## Your goal
The entries below should be set down again exactly, with every picture left out.

## Input for this task
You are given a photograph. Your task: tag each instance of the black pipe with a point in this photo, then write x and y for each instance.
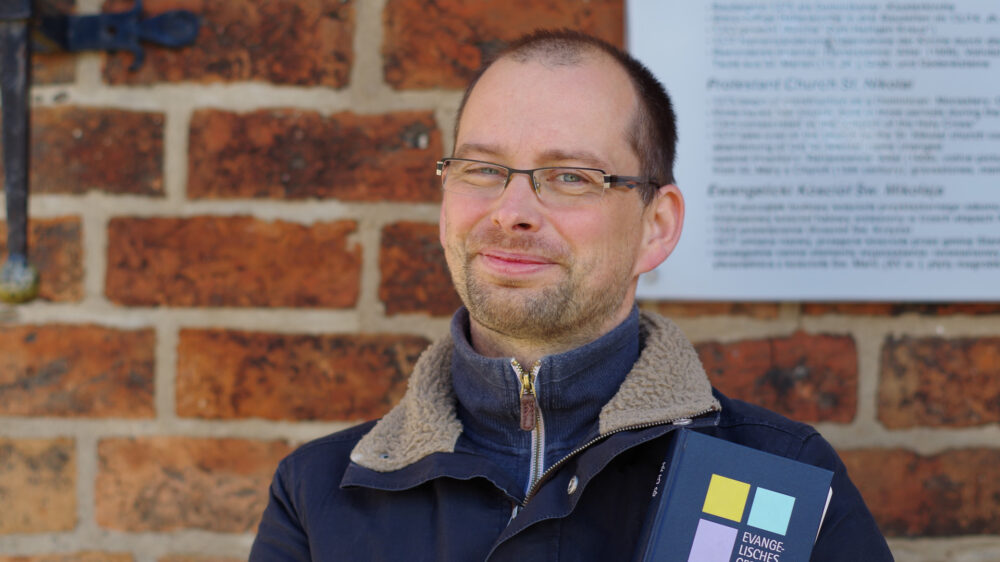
(18, 280)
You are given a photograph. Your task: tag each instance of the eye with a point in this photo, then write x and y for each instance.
(484, 170)
(567, 176)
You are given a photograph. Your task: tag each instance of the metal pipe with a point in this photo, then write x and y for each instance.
(18, 279)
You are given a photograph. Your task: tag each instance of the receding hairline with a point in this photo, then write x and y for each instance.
(555, 53)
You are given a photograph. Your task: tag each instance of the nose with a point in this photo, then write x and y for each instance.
(518, 207)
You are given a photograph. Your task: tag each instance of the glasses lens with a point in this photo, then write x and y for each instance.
(571, 183)
(480, 178)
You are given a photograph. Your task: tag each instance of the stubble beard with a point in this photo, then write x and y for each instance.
(563, 312)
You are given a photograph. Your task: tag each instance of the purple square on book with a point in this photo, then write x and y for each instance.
(712, 542)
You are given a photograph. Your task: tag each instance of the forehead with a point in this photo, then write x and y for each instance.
(531, 107)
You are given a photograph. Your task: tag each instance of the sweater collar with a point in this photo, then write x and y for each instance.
(666, 383)
(570, 387)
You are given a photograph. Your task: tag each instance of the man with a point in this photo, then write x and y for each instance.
(536, 430)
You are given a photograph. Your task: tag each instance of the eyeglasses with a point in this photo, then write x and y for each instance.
(558, 186)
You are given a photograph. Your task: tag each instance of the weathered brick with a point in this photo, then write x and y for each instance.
(52, 68)
(90, 556)
(232, 261)
(37, 485)
(688, 309)
(300, 42)
(293, 154)
(198, 558)
(900, 308)
(442, 43)
(171, 483)
(76, 371)
(808, 377)
(939, 382)
(78, 149)
(415, 275)
(233, 374)
(956, 492)
(55, 248)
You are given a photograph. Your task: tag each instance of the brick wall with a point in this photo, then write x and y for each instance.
(238, 248)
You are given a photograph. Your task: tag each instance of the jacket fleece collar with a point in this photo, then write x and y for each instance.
(666, 383)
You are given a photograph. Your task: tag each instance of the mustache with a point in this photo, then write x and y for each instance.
(529, 244)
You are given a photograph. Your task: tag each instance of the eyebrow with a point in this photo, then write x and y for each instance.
(550, 157)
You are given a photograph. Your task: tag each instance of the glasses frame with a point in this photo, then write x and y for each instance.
(610, 180)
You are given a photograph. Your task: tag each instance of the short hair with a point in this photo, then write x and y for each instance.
(652, 133)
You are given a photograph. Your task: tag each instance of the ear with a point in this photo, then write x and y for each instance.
(662, 222)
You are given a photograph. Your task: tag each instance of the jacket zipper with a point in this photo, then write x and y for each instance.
(531, 418)
(537, 483)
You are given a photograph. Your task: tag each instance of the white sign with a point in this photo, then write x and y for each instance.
(830, 149)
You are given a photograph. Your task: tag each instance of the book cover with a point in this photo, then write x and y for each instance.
(717, 501)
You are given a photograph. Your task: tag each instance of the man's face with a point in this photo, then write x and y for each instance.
(524, 269)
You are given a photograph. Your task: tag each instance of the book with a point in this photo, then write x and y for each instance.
(716, 501)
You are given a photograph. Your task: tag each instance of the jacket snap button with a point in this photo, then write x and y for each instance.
(571, 487)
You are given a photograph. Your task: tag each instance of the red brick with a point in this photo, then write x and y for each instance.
(171, 483)
(51, 69)
(232, 261)
(807, 377)
(73, 557)
(689, 309)
(38, 485)
(442, 43)
(293, 154)
(939, 382)
(78, 149)
(55, 248)
(897, 309)
(300, 42)
(953, 493)
(76, 371)
(233, 374)
(415, 275)
(198, 558)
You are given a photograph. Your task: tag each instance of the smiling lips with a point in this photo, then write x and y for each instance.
(512, 263)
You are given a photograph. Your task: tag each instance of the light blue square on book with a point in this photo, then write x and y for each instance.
(712, 542)
(771, 511)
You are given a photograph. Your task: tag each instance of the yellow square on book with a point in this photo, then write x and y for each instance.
(726, 498)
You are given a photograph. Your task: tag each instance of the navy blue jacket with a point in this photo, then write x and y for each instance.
(399, 489)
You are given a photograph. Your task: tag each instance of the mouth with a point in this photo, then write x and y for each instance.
(508, 264)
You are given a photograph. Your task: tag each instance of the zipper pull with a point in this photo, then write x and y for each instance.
(529, 404)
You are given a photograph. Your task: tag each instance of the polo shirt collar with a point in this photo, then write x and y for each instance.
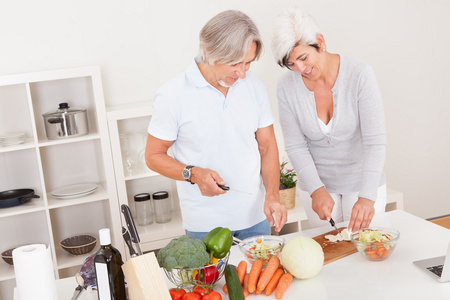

## Final answer
You are given a photograph. Your task: tag each instance of the black pipe with a point in this photo, then write x and y for each instance.
(18, 280)
You are given a photograph. Your task: tag each instance of the eye with a point in this photo, then write x and y for each instance.
(484, 170)
(567, 176)
You are given a photograph. Your task: tag each instance of the metal pipe with a point in this photo, then write x and y for each instance.
(18, 279)
You are given a photograph. Your task: tag each instance of the receding hairline with a point in this photo, then write x and y for each instance.
(555, 53)
You are given a photograph. Your task: tag each instance of the nose with a point in this photo, then write x and y for each instance.
(518, 207)
You are given a photograph. Your task: tag each instance of the glasses lens with a point in this photo, then write x and y for each instance.
(571, 183)
(480, 178)
You are given a photograph. Your task: tag each instance of the stubble beard with a point in this photo, then write x and y for each instance.
(563, 312)
You are given a photograph. Your task: tag each instance of the purple square on book with a point in this photo, then write x and y for each instance.
(712, 542)
You are given a photograph. Your task: tag each instance of the forehead with a point in this photo, then write x and y for each instance.
(531, 107)
You are given a photograph. Your task: tag each instance of the sweater collar with a point in this photo, then write x and y for each instance.
(666, 383)
(570, 387)
You are given a photograph. Your task: tag each instance of the man with a point in this photo, then write x and y for each instance.
(536, 430)
You are given a photograph. Your task: tag each instance of the eyeglasses with a point in this photo, then write x and y for each instance.
(558, 186)
You are given a photograph. Your task: tag each instance of the weathered brick with a point in this photo, then write x and y for each instance.
(52, 68)
(90, 556)
(232, 261)
(37, 485)
(688, 309)
(300, 42)
(293, 154)
(198, 558)
(900, 308)
(442, 43)
(171, 483)
(76, 371)
(808, 377)
(939, 382)
(78, 149)
(415, 275)
(233, 374)
(956, 492)
(55, 248)
You are given a photograph. Your task: tag each instance of the brick wall with a point in this photo, then write x and y for each instance.
(238, 248)
You are given a photograph. Your task: tag each instance of the jacket fleece collar with a point in this photo, then write x and y for each instance.
(666, 383)
You are given a photograph. Your task: tag each instance of the mustache with a point in this photo, then write x and y for each instance.
(529, 244)
You are given a photograph. Your task: tag each instance of the eyebrow with a point in this photo, then write x and y for each instance.
(550, 157)
You are given a photograph. Your task: tag each instance of the glasses frame with a point in this photo, then write x and y for each instance.
(610, 180)
You are given a photograph. Your task: tag each instance of the short hair with a point in this photo, then write x and y for each instance.
(652, 133)
You are given a photograph. Your task: tag each instance of the ear with a point in this photo, then write x and y for each instance.
(662, 222)
You are given a photograph. Your task: tag each instance of the jacket zipper with a point in this photo, then write x and y for each instance.
(531, 418)
(537, 483)
You are given a photograph. Your task: tag each instance of the white sign with a point in this photo, then write x and y for each instance.
(830, 149)
You are given a photograph. Your task: tag each instance of the book cover with a point in this photo, then write x and y for each instance.
(717, 501)
You are given a photograph. Your task: tag each instance of the man's face with a point in this photo, then write x and y for each instance.
(524, 269)
You are given a photograph. Your task: tag each instance of the book with a point in this photo, then write x and y for each instance.
(716, 501)
You are given a photograph. Your task: tag each instance of the jacket snap button with a point in this photo, then write x and y for each instance.
(571, 487)
You are given a photograph. Your task: tag each instance of the red brick with a point in this photo, then write x and y for each instance.
(171, 483)
(51, 69)
(232, 261)
(807, 377)
(73, 557)
(689, 309)
(38, 485)
(442, 43)
(293, 154)
(939, 382)
(78, 149)
(55, 248)
(897, 309)
(300, 42)
(953, 493)
(76, 371)
(233, 374)
(415, 275)
(198, 558)
You are given a photograph. Your task: tag each instance of the smiling lips with a point in this photo, then write x and y for each instance.
(512, 263)
You are given a photograph. Your task: tag each instance of the light blue square on book with a point in this photo, then write x and y for each instance.
(712, 542)
(771, 511)
You are given a photograph. Your task: tag each instance of the yellow square on book with a point in this photo, then write x and y for each instance.
(726, 498)
You are given a photograph. Your task: tag each instance of the navy blue jacket with a point in this photo, then write x and y for each instance.
(399, 489)
You are given a photograph. Your task: tag each instance of the mouth with a point in this photo, then write x and y for each instance.
(508, 264)
You are given a photograph. Your task: tag each instance of the zipper pull with a point in this photo, then write x and y for each instance.
(529, 404)
You are given a photograph. Your task: tag each instance of the polo shirt collar with a point in this photo, then write x and y for each instance.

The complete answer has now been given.